• _Activity list_
1. Answer these questions from the combat rules:
(a) At what Prowess score is a character incapacitated?
(b) What three things are needed for a character to be healed?
(c) What happens to armor's rating when someone is struck at range?
2. Do these statements agree with the combat rules? Answer yes or no for each, quoting the deciding words.
(a) Healing normally takes place during combat.
(b) An unhealed character's Prowess drops by 1 each day.
(c) A character struck at range adds their Prowess to their defence.

#### Text

This can result in an attacker who vastly underestimated their opponent being injured, even though they were the one to initiate the attack.
 
====Health, Damage====
When a character has been injured in combat, their Prowess is reduced by the amount they lost the opposed challenge. So if their opponent beat their Prowess by 4 and it was not reduced by armor, the loser reduces their Prowess by 4.
 
When a character's Prowess has been reduced to -1, they're incapacitated and can no longer take actions or defend themselves.
 
====Healing====
Healing does not take place during combat, barring few exceptions. In order for a character to be healed, one must have medical supplies, tools, and a healer. To determine whether the wound can be healed, add together the healer's Erudition and Cleverness, then add together all relevent traits. If it's higher than the amount the character's Prowess is negative, the wound can be healed.
 
If a character is not healed promptly, then their wounds will fester and grow worse. Their Prowess will continue to reduce by 1 per day they are not healed. When a character's Prowess reaches a negative score of either -2 or double their Prowess (whichever is higher), they die.
 
In contrast, if a character was injured but their Prowess did not reduce to below zero, they will gradually recover their Prowess at a rate of one point per day.
 
===Ranged Combat===
If someone is struck at range, their Prowess is not added to their defence. However, their armor's rating is doubled to determine how powerful the blow is, ''after'' the missile's penetration is factored in.

########
#### Dataset records

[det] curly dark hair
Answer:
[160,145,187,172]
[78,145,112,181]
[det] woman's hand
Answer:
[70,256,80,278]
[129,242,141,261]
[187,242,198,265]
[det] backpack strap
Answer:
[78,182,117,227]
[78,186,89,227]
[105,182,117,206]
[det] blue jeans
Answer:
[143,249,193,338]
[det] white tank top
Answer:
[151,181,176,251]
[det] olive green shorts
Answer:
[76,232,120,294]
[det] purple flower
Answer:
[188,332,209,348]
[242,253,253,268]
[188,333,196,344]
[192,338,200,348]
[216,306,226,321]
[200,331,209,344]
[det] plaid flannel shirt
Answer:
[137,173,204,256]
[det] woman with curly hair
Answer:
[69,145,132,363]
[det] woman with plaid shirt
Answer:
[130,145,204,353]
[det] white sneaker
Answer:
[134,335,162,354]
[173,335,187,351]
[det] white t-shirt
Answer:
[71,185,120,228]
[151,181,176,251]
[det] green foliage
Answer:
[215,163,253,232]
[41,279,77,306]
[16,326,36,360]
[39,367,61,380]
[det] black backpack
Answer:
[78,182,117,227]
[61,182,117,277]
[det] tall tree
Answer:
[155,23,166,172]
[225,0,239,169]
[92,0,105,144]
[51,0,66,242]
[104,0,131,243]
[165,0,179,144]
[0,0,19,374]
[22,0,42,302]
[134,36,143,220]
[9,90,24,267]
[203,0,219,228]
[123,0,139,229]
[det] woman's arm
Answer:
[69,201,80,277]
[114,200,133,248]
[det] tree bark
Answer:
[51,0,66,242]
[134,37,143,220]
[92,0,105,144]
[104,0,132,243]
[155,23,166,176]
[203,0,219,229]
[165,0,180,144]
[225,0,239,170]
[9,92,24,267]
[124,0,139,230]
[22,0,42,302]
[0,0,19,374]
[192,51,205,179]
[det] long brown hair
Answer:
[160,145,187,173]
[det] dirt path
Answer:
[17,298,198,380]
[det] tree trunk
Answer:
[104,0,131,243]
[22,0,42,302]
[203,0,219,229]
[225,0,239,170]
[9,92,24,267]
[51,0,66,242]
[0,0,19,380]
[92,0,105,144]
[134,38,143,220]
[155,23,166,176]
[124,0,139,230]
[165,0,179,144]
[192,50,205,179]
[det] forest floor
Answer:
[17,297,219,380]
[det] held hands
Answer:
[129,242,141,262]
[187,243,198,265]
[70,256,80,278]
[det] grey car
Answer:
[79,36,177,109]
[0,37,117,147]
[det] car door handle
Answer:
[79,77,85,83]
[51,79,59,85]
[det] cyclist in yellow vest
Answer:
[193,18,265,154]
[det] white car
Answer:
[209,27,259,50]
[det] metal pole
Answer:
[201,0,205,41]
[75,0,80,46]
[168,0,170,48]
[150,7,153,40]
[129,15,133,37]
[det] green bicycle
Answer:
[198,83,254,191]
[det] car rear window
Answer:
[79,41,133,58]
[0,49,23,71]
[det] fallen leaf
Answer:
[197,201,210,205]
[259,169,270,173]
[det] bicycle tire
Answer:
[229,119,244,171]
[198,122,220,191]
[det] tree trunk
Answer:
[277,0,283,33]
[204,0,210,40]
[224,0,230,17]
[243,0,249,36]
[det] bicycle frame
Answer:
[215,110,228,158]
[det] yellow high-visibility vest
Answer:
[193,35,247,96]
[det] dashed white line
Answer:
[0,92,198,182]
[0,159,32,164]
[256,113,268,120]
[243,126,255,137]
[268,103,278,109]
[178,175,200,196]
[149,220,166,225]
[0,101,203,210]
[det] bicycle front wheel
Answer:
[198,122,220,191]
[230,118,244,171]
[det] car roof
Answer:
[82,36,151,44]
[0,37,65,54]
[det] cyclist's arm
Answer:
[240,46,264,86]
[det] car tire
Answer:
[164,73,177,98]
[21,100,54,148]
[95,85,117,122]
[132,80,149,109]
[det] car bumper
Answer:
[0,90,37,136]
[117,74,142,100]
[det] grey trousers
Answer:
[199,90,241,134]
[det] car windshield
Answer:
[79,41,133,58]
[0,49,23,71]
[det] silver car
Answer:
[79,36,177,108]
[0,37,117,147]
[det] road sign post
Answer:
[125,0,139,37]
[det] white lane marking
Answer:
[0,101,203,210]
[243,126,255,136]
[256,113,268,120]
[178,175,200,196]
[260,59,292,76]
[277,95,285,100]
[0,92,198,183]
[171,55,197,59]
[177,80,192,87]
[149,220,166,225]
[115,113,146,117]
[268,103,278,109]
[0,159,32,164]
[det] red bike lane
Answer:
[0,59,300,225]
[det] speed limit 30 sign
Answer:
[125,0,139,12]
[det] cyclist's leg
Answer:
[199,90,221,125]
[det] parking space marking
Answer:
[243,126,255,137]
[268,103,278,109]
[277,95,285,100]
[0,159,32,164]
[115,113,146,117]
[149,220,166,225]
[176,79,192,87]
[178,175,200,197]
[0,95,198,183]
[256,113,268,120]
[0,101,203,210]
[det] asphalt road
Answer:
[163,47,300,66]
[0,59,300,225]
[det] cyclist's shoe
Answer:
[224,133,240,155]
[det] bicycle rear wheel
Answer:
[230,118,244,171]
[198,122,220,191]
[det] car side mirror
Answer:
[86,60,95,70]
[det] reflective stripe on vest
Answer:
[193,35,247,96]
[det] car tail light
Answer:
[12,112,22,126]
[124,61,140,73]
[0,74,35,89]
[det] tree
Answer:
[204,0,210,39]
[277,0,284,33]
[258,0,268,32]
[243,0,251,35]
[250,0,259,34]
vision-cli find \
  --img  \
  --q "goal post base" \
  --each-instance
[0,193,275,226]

########
#### Dataset records

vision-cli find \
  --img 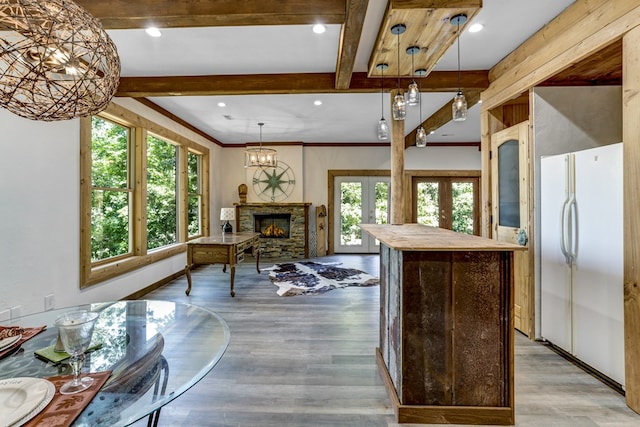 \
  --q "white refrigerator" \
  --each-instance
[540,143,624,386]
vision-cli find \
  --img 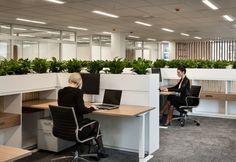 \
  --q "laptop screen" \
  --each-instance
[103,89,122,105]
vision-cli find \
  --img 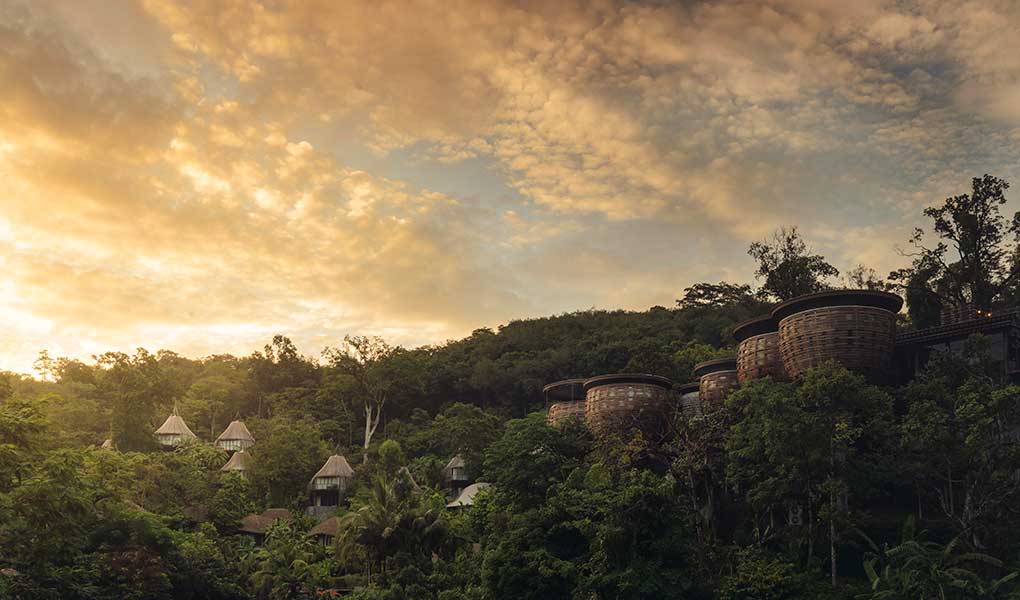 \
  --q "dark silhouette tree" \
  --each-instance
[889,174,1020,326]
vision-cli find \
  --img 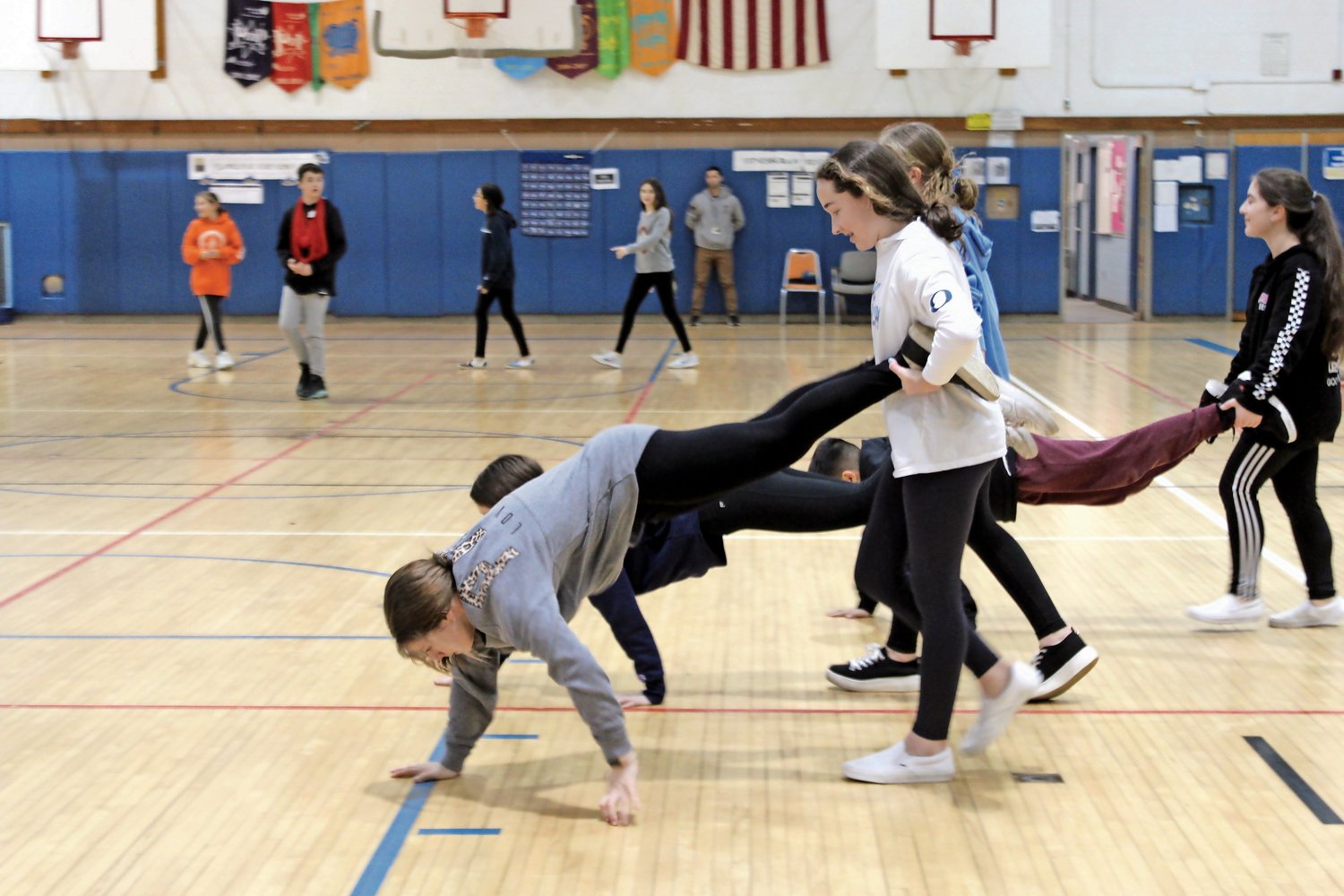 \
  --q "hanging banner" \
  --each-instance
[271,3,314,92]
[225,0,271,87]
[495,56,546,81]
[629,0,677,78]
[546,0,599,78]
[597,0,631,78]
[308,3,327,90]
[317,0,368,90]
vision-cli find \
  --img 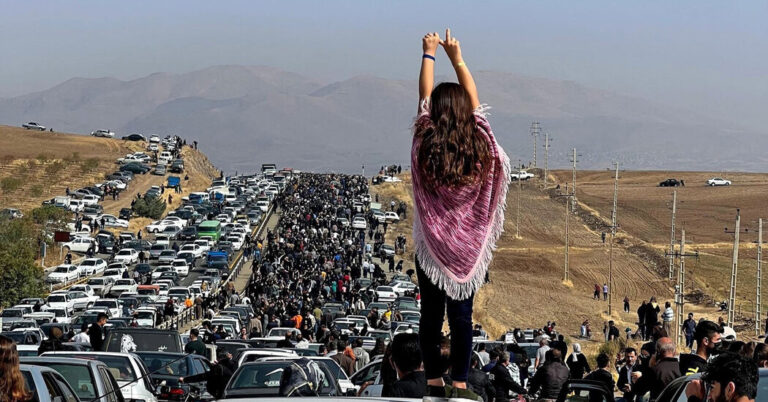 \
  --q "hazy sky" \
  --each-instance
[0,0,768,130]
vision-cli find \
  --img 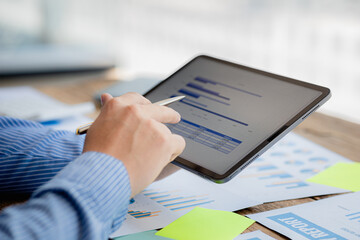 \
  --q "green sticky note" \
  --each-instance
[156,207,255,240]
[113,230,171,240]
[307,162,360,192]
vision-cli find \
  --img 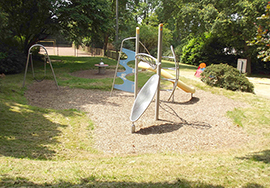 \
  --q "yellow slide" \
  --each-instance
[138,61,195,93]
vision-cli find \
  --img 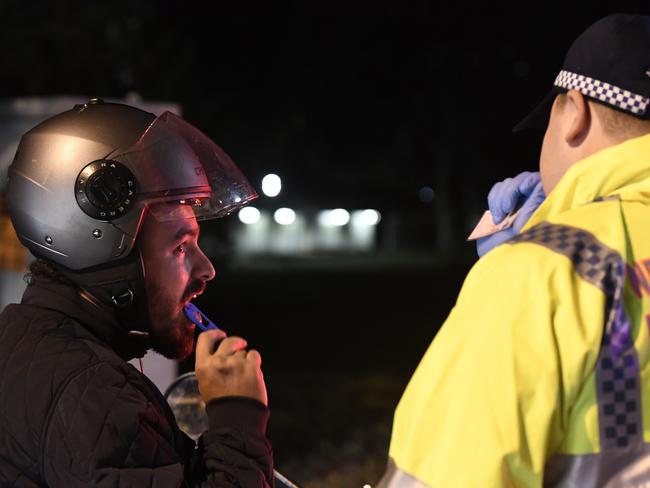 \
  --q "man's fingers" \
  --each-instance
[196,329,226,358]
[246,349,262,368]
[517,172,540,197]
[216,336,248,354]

########

• _Solved tasks_
1.
(a) -1
(b) Medical supplies, tools, and a healer
(c) It is doubled to determine how powerful the blow is.

2.
(a) No: "Healing does not take place during combat, barring few exceptions."
(b) Yes: "Their Prowess will continue to reduce by 1 per day they are not healed."
(c) No: "If someone is struck at range, their Prowess is not added to their defence."